(Aim) In the records below, rewrite everything from the line containing "of the tree" down to the end of the records, requests included, scaling each x and y coordinate in the answers by 0.25 and rounding to whole numbers with halves rounded up. Leave the requests and their sample points unchanged, and omit the pictures.

===============

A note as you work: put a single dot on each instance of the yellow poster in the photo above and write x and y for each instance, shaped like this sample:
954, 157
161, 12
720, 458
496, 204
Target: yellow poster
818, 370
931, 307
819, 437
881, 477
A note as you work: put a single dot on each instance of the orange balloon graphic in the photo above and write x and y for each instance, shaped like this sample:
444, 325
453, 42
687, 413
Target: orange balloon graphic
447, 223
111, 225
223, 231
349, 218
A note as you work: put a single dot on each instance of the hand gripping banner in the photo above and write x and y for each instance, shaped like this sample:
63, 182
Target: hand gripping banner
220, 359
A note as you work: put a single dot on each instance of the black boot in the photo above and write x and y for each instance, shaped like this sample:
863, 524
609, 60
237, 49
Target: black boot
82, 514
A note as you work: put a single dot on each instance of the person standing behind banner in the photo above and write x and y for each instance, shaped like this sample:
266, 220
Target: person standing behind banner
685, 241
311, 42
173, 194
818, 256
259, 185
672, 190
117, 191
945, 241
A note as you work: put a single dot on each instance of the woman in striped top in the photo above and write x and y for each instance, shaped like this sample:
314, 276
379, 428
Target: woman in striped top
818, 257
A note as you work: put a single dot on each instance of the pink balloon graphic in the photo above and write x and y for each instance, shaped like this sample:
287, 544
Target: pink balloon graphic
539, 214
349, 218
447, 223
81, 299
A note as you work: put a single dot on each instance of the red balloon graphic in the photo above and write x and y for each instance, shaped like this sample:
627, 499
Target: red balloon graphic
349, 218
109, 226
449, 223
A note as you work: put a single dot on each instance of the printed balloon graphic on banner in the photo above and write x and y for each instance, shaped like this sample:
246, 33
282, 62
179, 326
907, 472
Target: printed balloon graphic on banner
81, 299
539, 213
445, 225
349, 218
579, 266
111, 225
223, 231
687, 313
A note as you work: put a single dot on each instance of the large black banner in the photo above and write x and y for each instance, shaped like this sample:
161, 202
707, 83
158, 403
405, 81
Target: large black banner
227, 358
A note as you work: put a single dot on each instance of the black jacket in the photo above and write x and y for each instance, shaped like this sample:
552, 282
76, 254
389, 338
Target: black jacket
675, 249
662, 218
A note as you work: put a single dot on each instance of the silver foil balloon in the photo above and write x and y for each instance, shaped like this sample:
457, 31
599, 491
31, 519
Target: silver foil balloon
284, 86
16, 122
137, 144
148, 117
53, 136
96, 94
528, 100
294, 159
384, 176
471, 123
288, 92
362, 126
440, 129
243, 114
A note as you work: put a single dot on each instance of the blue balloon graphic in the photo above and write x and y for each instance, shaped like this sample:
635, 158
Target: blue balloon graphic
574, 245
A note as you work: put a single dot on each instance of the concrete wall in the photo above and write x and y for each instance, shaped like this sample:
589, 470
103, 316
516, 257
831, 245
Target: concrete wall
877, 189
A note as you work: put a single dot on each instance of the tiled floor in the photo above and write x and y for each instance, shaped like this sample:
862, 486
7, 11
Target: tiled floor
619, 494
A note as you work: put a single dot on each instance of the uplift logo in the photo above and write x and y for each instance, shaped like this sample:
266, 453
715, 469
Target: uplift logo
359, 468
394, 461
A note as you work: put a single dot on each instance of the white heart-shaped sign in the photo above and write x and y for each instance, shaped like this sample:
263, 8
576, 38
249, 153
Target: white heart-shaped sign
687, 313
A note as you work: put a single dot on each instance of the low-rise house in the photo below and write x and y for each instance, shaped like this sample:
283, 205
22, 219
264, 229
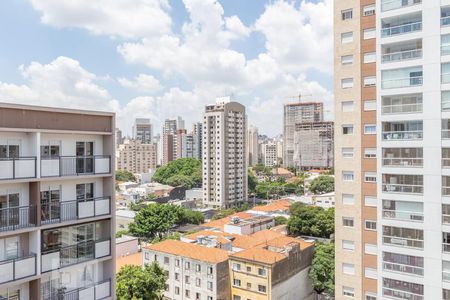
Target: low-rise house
194, 271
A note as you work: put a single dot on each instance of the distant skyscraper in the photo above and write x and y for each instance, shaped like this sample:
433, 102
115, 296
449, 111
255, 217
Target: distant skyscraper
143, 130
297, 113
224, 159
252, 146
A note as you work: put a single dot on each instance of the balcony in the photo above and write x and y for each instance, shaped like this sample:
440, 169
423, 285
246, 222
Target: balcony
96, 291
74, 254
75, 210
75, 166
19, 217
396, 4
17, 268
17, 168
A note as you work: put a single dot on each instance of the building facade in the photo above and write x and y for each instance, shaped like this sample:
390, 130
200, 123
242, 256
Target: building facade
136, 157
297, 113
314, 145
57, 199
355, 149
224, 154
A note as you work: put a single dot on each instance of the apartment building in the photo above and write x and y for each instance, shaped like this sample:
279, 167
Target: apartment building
297, 113
56, 199
194, 271
224, 155
314, 145
355, 148
143, 130
136, 157
276, 269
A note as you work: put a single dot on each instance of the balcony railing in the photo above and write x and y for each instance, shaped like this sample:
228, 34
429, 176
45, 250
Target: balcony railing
402, 55
401, 29
402, 188
402, 215
402, 82
19, 217
97, 291
17, 168
402, 242
403, 135
403, 162
395, 4
63, 211
402, 268
75, 165
17, 268
74, 254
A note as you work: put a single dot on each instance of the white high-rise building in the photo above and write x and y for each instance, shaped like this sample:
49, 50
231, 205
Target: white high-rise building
224, 154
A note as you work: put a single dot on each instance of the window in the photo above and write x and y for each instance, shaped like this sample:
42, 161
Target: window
347, 222
347, 14
348, 269
347, 129
370, 105
370, 129
370, 177
348, 291
370, 152
347, 59
347, 152
370, 81
370, 57
346, 37
347, 106
348, 245
348, 199
347, 176
347, 83
369, 10
369, 33
371, 225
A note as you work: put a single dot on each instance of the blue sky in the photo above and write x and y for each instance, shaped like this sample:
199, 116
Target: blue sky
161, 58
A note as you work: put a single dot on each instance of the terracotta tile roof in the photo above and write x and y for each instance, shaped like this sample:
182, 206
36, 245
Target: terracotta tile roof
133, 259
193, 251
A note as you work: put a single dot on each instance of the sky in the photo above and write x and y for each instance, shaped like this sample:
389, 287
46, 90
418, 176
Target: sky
165, 58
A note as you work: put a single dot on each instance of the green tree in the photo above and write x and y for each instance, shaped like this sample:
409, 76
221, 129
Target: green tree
322, 269
136, 283
122, 175
322, 184
155, 220
184, 171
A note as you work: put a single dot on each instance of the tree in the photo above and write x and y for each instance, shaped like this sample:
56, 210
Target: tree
155, 220
122, 175
310, 221
322, 269
322, 184
136, 283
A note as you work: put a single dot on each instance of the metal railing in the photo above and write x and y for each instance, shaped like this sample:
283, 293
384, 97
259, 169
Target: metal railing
402, 82
75, 165
14, 218
403, 135
402, 215
402, 55
18, 268
402, 268
63, 211
401, 29
403, 162
402, 188
18, 167
402, 242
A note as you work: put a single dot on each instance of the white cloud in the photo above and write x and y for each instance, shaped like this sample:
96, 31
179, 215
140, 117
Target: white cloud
141, 83
124, 18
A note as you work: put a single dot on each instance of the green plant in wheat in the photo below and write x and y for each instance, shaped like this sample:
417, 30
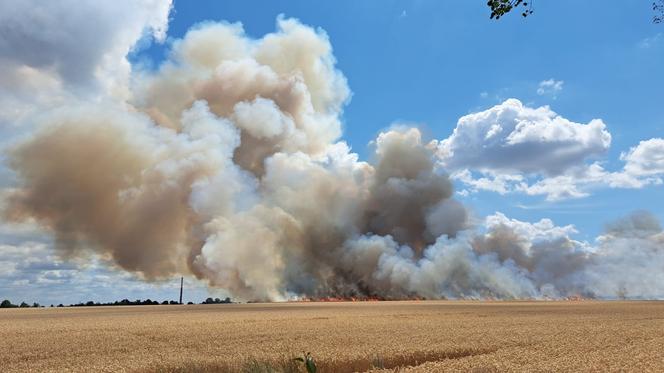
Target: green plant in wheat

===============

(Written response)
A note as you work: put a single dot on each instance of the tree in the photo above and write x and y for each instance, shaped like this sample:
56, 210
Target: tree
39, 55
31, 44
78, 55
81, 67
81, 46
34, 71
A note as you work: put a single dot on each instance of the metal railing in the photo above and write x and y for each instance, shaped like this sample:
283, 293
384, 97
259, 169
Target: metal railing
101, 21
19, 41
4, 55
101, 34
101, 54
101, 14
5, 67
101, 67
16, 53
100, 7
101, 41
101, 47
5, 42
101, 61
A note as you work: put a single dot on each instance of the white cloud in the photo above and write x and y for each instance, shaped like this sample:
96, 31
179, 215
140, 117
Target: white cloud
35, 21
31, 5
A note as you work: put a single dot on each instance of the green plant in wheat in the photo below and write x and y for each instance, shaped like this sample:
417, 30
Target: green plant in wheat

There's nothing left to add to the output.